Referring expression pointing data
·····

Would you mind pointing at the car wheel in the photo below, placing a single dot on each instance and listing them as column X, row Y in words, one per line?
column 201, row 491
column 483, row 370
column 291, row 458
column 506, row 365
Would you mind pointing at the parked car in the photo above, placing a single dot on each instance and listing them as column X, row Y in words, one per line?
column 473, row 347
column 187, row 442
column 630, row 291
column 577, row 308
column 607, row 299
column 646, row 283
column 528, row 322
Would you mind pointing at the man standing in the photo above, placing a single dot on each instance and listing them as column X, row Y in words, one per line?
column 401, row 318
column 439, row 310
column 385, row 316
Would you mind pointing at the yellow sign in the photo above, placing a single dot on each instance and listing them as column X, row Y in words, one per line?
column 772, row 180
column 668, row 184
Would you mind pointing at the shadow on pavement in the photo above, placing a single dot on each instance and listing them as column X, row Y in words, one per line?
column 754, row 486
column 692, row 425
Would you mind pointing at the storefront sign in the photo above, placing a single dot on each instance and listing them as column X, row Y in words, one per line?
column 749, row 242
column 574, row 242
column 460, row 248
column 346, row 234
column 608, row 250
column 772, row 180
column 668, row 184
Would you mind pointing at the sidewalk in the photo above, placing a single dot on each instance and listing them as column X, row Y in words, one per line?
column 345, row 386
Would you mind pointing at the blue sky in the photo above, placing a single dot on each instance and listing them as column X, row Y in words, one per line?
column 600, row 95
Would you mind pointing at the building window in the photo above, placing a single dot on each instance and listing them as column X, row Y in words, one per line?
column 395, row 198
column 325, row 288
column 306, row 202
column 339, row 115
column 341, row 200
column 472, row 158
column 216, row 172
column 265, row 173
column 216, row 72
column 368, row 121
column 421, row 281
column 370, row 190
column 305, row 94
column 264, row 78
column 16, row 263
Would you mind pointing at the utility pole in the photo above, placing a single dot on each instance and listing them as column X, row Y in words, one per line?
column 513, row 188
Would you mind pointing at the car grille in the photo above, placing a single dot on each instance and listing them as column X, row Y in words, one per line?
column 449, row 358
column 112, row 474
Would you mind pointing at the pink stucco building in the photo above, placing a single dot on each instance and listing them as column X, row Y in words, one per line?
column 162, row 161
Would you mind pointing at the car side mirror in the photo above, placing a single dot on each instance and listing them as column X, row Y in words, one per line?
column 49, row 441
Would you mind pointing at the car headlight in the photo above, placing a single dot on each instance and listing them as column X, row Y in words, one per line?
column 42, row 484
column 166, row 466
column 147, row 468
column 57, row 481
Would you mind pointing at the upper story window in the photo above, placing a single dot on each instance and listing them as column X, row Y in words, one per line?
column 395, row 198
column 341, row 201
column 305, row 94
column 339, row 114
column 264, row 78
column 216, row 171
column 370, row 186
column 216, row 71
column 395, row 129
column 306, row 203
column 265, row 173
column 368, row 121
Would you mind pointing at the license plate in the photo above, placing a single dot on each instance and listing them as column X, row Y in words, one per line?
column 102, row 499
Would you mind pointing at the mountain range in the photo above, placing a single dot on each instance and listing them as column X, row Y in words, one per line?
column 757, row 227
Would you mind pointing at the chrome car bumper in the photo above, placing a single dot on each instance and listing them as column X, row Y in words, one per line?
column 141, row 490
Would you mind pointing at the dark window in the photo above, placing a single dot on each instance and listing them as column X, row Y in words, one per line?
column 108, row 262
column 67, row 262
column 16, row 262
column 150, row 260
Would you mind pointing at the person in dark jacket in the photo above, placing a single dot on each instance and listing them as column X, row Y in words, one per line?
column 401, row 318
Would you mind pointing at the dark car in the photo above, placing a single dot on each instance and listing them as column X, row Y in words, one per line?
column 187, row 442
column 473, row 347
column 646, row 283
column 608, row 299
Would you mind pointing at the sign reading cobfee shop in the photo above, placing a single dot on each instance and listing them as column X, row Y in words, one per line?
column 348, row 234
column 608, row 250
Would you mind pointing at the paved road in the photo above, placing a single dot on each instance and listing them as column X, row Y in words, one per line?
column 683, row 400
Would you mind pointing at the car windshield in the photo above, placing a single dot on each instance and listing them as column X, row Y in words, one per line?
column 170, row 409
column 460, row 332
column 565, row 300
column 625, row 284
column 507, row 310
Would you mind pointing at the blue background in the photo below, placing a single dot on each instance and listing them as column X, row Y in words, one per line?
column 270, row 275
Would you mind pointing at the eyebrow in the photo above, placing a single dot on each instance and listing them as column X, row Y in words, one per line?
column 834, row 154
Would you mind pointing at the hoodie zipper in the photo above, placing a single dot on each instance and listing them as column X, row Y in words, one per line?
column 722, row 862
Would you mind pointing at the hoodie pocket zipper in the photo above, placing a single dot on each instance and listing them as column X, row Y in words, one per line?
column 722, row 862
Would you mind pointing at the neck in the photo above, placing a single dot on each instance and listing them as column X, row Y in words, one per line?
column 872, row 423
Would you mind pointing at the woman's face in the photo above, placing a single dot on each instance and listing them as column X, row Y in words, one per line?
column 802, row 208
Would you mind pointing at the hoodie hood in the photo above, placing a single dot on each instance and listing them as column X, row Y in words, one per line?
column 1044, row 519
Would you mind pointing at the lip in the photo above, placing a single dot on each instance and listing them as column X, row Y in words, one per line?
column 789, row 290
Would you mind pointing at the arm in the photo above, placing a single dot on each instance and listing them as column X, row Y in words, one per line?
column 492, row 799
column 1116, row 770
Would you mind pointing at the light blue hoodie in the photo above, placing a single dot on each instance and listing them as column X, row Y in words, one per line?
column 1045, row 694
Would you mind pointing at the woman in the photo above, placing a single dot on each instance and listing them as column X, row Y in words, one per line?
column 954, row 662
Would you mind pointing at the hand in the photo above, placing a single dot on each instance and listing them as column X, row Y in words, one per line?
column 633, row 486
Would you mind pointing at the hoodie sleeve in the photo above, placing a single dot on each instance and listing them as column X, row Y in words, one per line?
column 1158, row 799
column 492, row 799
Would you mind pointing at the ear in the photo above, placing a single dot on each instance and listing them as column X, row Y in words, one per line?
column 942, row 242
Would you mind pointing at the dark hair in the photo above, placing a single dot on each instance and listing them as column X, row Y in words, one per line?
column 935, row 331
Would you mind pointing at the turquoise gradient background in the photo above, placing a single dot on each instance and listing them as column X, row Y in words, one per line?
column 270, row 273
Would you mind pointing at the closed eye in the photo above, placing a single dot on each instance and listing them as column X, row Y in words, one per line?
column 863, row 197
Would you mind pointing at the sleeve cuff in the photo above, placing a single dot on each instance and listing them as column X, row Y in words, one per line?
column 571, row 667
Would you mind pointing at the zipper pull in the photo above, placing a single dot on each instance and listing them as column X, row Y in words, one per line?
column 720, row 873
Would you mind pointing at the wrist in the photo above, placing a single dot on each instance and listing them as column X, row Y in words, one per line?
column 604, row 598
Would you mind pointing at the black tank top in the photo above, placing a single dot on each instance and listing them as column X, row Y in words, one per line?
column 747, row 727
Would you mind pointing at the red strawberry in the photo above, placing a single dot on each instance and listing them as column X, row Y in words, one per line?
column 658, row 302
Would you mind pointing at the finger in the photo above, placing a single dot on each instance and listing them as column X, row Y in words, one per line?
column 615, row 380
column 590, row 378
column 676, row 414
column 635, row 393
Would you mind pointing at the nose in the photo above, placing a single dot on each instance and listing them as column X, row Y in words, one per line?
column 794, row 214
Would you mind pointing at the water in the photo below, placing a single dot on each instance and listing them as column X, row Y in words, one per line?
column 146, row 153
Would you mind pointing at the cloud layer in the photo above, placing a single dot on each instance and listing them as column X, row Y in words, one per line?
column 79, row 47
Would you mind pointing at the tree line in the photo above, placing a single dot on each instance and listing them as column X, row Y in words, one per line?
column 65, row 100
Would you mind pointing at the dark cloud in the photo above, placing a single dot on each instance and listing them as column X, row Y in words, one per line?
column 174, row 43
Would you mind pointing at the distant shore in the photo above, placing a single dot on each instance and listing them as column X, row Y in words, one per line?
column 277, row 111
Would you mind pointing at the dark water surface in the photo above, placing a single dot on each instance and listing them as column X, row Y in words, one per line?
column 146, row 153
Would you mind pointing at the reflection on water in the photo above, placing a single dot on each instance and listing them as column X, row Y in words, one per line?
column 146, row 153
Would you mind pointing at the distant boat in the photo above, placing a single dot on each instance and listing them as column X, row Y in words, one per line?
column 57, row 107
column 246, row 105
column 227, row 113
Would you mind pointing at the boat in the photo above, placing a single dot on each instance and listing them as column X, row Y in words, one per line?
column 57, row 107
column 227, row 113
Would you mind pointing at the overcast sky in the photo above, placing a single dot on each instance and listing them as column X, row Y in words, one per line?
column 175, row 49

·····

== Work order ==
Please transcribe exactly the line containing "Would you mind pointing at the dark cloud" and every line after it through the end of the records, and nothing else.

== Output for this task ==
Would you mind pointing at the dark cloud in the photo above, placing a single dot on each instance and listing them as column X, row Y in words, one per line?
column 174, row 43
Would you mind pointing at the distant shore in the photo above, placing a single dot on each instance and listing them as column X, row Y in words, one per line?
column 277, row 111
Would you mind pointing at the dark water surface in the photo above, placing a single dot on each instance and listing them as column X, row Y in words, one per line?
column 146, row 153
Would you mind pointing at the reflection on water in the photo above, placing a single dot on each instance and listing them as column X, row Y in words, one per line?
column 146, row 153
Would you mind pointing at the distant boat in the photo above, placing a single dot on each instance and listing them as column X, row Y in words, one per line?
column 57, row 107
column 246, row 105
column 227, row 113
Would you mind pointing at the boat in the photo above, placing a single dot on each instance and listing them as column X, row Y in words, one per line?
column 57, row 107
column 227, row 113
Would you mind pointing at the overcast sky in the photo above, placing a single dot on each instance and listing them as column X, row Y in words, one per line?
column 175, row 49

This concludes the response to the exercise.